**Information shown**
※ ※ ※
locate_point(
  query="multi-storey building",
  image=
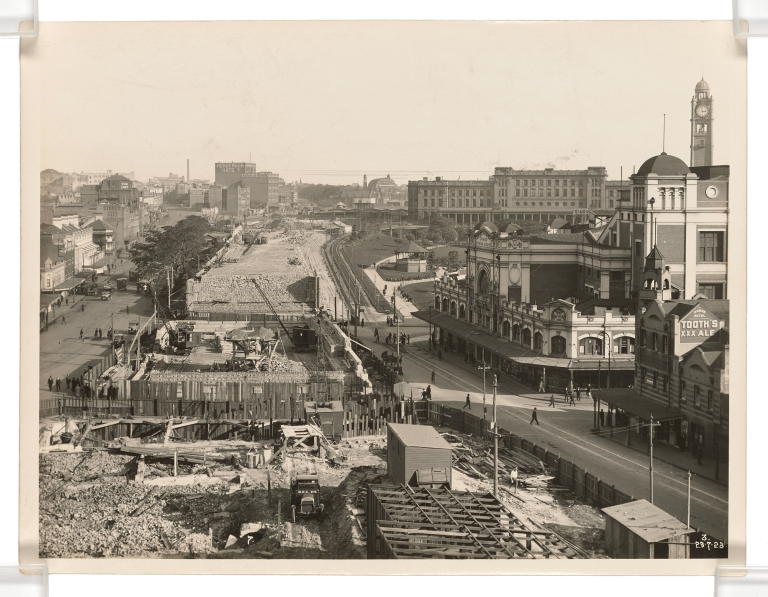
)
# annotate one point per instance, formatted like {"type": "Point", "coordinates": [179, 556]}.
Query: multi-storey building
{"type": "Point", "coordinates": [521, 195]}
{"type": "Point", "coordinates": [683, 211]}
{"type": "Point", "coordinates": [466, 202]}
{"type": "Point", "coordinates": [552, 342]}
※ ※ ※
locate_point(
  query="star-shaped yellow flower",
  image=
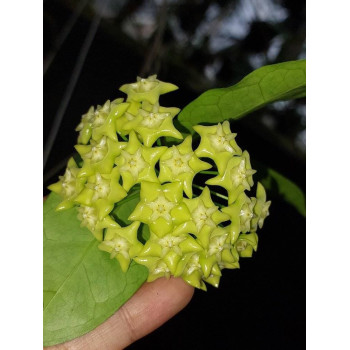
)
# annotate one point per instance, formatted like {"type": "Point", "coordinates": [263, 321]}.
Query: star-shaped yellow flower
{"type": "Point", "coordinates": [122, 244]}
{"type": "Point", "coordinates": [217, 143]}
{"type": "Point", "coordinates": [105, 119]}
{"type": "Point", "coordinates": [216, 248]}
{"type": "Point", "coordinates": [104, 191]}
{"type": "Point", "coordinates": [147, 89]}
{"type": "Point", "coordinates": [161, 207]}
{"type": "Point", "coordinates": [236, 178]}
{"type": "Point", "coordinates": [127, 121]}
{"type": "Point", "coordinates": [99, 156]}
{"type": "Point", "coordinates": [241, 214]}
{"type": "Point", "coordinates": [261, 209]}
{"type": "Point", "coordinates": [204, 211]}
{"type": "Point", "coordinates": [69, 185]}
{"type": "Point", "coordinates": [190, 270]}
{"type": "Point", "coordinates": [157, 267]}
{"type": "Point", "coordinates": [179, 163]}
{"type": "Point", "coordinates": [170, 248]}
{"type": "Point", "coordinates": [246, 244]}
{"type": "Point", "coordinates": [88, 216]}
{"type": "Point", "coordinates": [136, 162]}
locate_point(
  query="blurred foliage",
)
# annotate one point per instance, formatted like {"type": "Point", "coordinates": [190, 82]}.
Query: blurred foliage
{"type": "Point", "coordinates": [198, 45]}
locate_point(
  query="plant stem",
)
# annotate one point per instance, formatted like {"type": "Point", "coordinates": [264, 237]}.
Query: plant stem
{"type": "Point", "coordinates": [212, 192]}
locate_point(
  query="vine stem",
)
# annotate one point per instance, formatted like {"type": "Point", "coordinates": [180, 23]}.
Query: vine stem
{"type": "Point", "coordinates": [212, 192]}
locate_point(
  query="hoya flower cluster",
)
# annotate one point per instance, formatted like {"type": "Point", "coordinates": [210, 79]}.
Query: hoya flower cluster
※ ※ ※
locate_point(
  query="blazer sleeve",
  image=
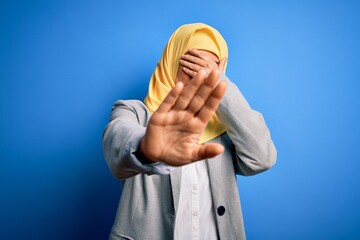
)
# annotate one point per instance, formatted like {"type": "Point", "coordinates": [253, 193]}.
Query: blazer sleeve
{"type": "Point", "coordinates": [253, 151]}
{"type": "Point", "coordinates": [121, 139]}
※ ※ ※
**Problem**
Reproduce each line from the data that has "formatted" in it.

**Written solution**
# annotate one point per instance, formatted like {"type": "Point", "coordinates": [179, 556]}.
# annotate one point per instance, formatted like {"type": "Point", "coordinates": [263, 321]}.
# annotate one point per instance, formatted like {"type": "Point", "coordinates": [190, 82]}.
# annotate one point per instance, formatted like {"type": "Point", "coordinates": [264, 237]}.
# annotate one point per instance, formatted like {"type": "Point", "coordinates": [180, 23]}.
# annotate one point per instance, formatted like {"type": "Point", "coordinates": [210, 79]}.
# annotate one point per instance, formatted like {"type": "Point", "coordinates": [253, 193]}.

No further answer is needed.